**ASSIGNMENT**
All lines holding the word "bottle" are to be copied from the records beneath.

⁂

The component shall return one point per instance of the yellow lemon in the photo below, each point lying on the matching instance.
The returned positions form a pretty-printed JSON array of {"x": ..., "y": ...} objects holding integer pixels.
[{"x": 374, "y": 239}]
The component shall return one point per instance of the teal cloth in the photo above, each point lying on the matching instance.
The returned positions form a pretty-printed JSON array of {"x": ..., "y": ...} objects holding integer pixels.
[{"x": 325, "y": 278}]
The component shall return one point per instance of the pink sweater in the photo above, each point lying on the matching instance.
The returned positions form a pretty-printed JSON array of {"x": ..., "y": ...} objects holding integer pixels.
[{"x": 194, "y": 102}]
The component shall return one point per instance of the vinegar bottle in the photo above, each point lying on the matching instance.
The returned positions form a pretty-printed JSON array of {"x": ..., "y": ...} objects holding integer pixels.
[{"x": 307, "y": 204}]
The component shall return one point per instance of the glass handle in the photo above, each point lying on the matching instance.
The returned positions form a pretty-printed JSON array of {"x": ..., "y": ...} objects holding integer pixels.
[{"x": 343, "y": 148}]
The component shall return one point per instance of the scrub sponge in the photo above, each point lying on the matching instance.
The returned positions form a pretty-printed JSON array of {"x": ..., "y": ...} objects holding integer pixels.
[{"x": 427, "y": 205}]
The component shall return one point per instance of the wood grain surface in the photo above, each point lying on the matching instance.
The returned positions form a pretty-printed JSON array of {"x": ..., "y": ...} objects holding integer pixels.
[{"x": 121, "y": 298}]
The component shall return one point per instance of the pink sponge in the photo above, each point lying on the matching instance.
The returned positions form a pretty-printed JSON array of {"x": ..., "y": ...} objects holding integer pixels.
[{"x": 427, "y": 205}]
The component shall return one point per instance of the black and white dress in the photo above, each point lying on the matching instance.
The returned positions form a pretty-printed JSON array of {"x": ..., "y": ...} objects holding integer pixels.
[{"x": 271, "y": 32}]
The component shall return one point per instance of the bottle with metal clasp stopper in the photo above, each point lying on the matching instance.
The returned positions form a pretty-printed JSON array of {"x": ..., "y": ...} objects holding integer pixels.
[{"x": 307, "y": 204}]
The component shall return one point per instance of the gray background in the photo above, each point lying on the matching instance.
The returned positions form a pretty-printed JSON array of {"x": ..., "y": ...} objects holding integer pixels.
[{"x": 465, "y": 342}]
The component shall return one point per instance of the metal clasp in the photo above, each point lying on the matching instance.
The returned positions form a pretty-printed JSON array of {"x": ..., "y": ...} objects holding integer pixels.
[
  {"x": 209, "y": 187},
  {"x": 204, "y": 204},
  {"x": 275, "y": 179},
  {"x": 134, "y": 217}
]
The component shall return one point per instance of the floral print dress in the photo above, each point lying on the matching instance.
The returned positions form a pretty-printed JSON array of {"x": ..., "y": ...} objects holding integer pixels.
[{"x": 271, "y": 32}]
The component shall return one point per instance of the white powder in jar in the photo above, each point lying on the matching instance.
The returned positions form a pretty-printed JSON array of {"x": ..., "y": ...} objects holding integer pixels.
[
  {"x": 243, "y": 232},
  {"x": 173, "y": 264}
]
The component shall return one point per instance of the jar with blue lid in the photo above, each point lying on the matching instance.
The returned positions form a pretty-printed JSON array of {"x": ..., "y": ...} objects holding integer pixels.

⁂

**ANSWER**
The component shall return one point per instance of the vinegar bottle in the photo above, each point lying on the matching instance.
The component shall return one point per instance of the bottle with metal clasp stopper in the photo above, each point lying on the matching instance.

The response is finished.